▸ Exercise brief:
Return each entry below without any alteration.

▸ Task inputs:
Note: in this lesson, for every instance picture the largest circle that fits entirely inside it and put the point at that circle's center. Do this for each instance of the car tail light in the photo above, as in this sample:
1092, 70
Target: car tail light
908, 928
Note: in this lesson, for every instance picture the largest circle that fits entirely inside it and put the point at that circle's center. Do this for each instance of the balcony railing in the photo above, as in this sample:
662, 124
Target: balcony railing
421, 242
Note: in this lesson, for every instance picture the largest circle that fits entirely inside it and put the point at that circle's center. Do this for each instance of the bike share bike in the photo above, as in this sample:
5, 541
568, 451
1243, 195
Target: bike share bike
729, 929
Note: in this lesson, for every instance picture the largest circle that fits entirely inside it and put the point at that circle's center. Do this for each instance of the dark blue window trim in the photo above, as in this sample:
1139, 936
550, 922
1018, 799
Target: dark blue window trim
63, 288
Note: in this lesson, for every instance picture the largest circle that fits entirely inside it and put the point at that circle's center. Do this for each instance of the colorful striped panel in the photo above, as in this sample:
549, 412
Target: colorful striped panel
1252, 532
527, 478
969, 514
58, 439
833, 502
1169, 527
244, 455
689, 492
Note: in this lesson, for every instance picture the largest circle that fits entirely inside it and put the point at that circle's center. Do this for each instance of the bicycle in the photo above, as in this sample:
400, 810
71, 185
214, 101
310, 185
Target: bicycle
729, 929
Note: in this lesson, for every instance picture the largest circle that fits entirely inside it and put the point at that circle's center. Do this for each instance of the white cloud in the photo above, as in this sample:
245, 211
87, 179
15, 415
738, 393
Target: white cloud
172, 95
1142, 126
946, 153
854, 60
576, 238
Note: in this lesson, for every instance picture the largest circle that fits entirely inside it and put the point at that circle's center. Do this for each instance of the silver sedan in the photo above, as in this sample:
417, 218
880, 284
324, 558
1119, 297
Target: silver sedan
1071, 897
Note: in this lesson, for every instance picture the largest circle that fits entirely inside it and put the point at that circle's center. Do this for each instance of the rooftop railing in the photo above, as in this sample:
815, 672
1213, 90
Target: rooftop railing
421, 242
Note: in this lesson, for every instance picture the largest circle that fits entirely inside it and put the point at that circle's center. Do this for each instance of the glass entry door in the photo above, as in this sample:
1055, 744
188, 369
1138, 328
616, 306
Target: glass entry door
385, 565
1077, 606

▸ The completed task:
Note: in this lesson, for every instance picture the largest circle that fits entirely inside it and put the point at that circle's center. Do this for each instance of the car tail light in the photo above, as in this sample:
1092, 70
Target: car tail light
908, 928
Note: in this lesson, for every instance picture the largest circle that fits entirely inside it and put the point at that circle's center. Do this for each instance of the balcony railing in the photo above, as in this sample:
662, 124
Target: balcony railing
421, 242
Note: in this lesson, for every instance picture the largest circle that fits entirely inside it and put the point at that circle's center. Do this for each instance of the bike share bike in the photo above, as in this sample:
5, 541
568, 451
1243, 195
Target: bike share bike
729, 929
Note: in this lesson, for every instance picture the largest circle that fits entirely inside it and put the point at that circle's center. Do this for each instance of the dark blue window trim in the photo above, as in this sample:
1139, 936
550, 922
1018, 799
Target: dark blue window trim
63, 288
Note: in this lesson, for every instance picture the largest circle that fits entirely inside it and put the point at that circle's center. Do this for each instance of the colorful striped panel in the photo above, as in this sample:
549, 412
Target: colorful striped panel
1252, 532
527, 478
969, 514
58, 439
833, 502
1169, 527
244, 455
689, 492
Note: in this lesson, for every instance picture the largest circle that fits entirely inside it and put the point at that circle's center. Do this for each instance of the bicycle in the photo above, as in this sample:
400, 810
71, 185
214, 101
310, 185
Target: bicycle
729, 929
Note: in this lesson, for every instance picture the largest circle that fits entirely inside it and put the point at that circle's center. Do this for each instance of the white cloud in the photo above, as in this sample:
245, 211
87, 179
15, 415
738, 393
Target: white cloud
172, 95
1142, 126
946, 153
854, 60
576, 238
Note: in this lesson, for every instance picture the largest circle that fits entirely inside it and put the point at that circle's center. Do this for each instance of the silver sedan in the photo above, as in this sample:
417, 218
880, 284
324, 558
1119, 297
Target: silver sedan
1071, 897
Note: in this lesson, for every instance picture the largest circle that fits entirely inside it and put the point at that circle's center. Do this for each instance of the rooftop railing in the photo above, as in this sample:
815, 672
1213, 90
Target: rooftop railing
421, 242
Note: in this lesson, for every instance picture the largest circle that fits entirely inside it and put the point at that circle's center. Do this for each instance of the glass entry door in the photo above, as in this sample:
1055, 744
188, 369
1138, 328
616, 306
Target: glass entry door
385, 565
1077, 606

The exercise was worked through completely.